Segment Open

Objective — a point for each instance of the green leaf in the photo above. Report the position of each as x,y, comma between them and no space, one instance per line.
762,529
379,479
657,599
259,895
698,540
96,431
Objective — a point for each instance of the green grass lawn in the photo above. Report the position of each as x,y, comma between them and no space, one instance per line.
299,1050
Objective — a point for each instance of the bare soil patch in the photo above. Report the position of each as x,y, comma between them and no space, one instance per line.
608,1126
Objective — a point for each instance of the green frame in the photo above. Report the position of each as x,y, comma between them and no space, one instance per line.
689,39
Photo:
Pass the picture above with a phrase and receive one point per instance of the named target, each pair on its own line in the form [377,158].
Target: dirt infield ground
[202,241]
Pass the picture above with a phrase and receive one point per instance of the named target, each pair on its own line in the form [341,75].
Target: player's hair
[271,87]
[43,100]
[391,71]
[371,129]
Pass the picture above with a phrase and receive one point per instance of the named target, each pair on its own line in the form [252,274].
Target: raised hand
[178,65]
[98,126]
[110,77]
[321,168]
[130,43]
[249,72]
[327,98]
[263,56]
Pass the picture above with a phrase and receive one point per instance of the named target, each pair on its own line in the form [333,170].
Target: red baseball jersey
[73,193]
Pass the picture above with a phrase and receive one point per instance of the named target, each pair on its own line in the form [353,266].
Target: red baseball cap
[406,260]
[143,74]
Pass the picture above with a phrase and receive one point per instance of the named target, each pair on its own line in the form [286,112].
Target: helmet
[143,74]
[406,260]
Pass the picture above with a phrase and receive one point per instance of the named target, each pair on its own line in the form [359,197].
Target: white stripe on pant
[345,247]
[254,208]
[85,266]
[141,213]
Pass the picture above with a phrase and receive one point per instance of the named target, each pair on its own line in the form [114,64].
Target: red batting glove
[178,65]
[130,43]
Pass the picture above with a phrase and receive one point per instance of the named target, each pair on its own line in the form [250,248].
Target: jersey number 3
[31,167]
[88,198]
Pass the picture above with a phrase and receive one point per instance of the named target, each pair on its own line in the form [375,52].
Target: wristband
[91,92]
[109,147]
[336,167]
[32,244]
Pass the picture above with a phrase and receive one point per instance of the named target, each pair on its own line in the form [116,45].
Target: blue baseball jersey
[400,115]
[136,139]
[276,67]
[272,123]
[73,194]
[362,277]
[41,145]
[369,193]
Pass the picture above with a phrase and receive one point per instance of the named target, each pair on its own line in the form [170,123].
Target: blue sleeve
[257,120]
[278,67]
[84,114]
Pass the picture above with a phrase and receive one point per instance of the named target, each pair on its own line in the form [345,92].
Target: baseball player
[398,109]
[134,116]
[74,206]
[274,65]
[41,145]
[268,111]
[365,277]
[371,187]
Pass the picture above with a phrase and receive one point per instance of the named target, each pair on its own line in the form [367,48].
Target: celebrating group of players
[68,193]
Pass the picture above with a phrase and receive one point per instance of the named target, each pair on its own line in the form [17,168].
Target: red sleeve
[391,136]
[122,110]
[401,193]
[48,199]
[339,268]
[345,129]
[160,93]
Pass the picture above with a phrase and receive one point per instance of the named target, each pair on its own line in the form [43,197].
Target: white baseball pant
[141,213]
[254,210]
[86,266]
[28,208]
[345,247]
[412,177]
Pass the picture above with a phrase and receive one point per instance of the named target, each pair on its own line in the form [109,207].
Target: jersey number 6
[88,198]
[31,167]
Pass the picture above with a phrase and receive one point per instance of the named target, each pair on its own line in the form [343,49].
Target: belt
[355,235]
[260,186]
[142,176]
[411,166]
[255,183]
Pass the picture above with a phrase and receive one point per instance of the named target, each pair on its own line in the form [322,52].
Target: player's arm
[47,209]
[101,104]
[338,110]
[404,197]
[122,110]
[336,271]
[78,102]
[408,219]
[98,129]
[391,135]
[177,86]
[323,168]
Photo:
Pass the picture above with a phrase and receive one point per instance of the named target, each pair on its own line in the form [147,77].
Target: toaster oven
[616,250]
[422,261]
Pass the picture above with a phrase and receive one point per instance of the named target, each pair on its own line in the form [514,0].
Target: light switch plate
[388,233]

Segment Closed

EXERCISE REQUIREMENTS: Nothing in the records may change. Print all of them.

OUTPUT OF THE TASK:
Objective — a point for each instance of the green leaf in the photo above. Report the position of each as x,y, comma between them and no space, one instance per line.
762,529
379,479
657,599
259,895
698,540
96,431
Objective — a point for each instance of the green grass lawn in the photo above. Report the position of each as x,y, comma between them and no space, one instance per line.
299,1050
Objective — a point for each instance of the bare soil patch in the photo above. Report the position of each as x,y, comma between them and no space, one instance per line.
608,1126
Objective — a point for each instance of the green frame in the photo above. Report the position of each as x,y, comma between them and no space, one instance per line.
689,39
Photo:
Pass the picture above with a phrase and receive one point per instance of the named target, each pair on its own line in the form [377,158].
Target: dirt infield ground
[202,241]
Pass the picture above with a phrase and receive one point per instance of the named target, each pair on its own line in the form [341,75].
Target: player's hair
[271,87]
[43,100]
[391,71]
[371,129]
Pass the picture above with a phrase and receive one point per instance of the named target, each pair on its own line in the form [252,274].
Target: raised hand
[178,65]
[98,126]
[110,77]
[321,168]
[130,43]
[249,72]
[327,98]
[263,56]
Pass the picture above with a phrase and receive one point per instance of the named target, each pair on its own line in the form [333,170].
Target: red baseball jersey
[73,193]
Pass the picture above with a phrase and receive one point per instance of the named target, each pair on its own line in the form [353,266].
Target: red baseball cap
[406,260]
[143,74]
Pass the picture above with a phrase and receive one point per instance of the named target, each pair on its own line in the form [286,112].
Target: helmet
[143,74]
[406,260]
Pass the picture above with a phrase and receive one point per instance of the named target, each pair on its own line in the form [359,197].
Target: white stripe on pant
[345,247]
[254,208]
[85,266]
[141,213]
Pass the picture above with a phrase and receive one point per instance of the named target, each pair on its own line in the form [114,64].
Target: red batting glove
[178,65]
[130,43]
Pass the picture above with a phrase and receive one point per instance of the named target, each pair on its own line in the form [250,248].
Target: jersey number 3
[31,167]
[88,198]
Pass the picture above with a phrase and receive one point per instance of the named target, each pair on its own line in the form [375,52].
Target: wristband
[91,92]
[109,147]
[336,167]
[32,244]
Pass the picture above with a phrase and receive one point per instance of the named target, each pair on its own line in the form [116,45].
Target: blue baseball jersey
[400,115]
[136,139]
[276,67]
[272,123]
[73,194]
[362,277]
[41,145]
[369,193]
Pass the picture above with a phrase and receive one point per instance of the named target, each pair on its own line in the form [170,123].
Target: blue sleeve
[257,120]
[278,67]
[84,114]
Pass the picture above with a phrase and receive one point per instance of the named target, each pair on its own line in the form [345,92].
Target: baseball player
[398,109]
[134,116]
[74,206]
[274,65]
[41,145]
[268,111]
[365,277]
[371,187]
Pass the picture above with a phrase and receive one point per instance of the named target, each pair on its own line in the form [367,48].
Target: celebrating group of players
[68,193]
Pass the picture above with a phrase and receive one point per instance of the named target, each pair on its own line in the form [17,168].
Target: red sleeve
[391,136]
[122,110]
[401,193]
[48,199]
[339,268]
[345,129]
[160,93]
Pass the picture above with a phrase and receive one point per instance of the named target, each pair on its own line in the form [43,197].
Target: white baseball pant
[141,213]
[254,210]
[86,266]
[28,208]
[345,247]
[412,177]
Pass the picture above with a phrase and receive one point per instance of the named target, each pair on its own line in the form [109,207].
Target: jersey number 6
[88,198]
[31,167]
Pass the picture above with a phrase and receive one point per instance of the named target, each pair on its own line in the form [343,49].
Target: belt
[355,235]
[260,186]
[142,176]
[411,166]
[255,183]
Pass the picture above with a phrase and receive one point per instance of the named target, each pair on its own line in the form [322,52].
Target: player's arm
[47,209]
[101,104]
[338,110]
[404,197]
[122,110]
[336,271]
[78,102]
[408,219]
[98,129]
[391,135]
[177,86]
[323,168]
Photo:
Pass the picture above with a phrase and receive one point per instance of the named target, each pair on its own line in the form [147,77].
Target: toaster oven
[616,250]
[422,261]
Pass the picture above with a phrase and receive one point per instance of the named target, each pair on its own line in the form [514,0].
Target: light switch plate
[388,233]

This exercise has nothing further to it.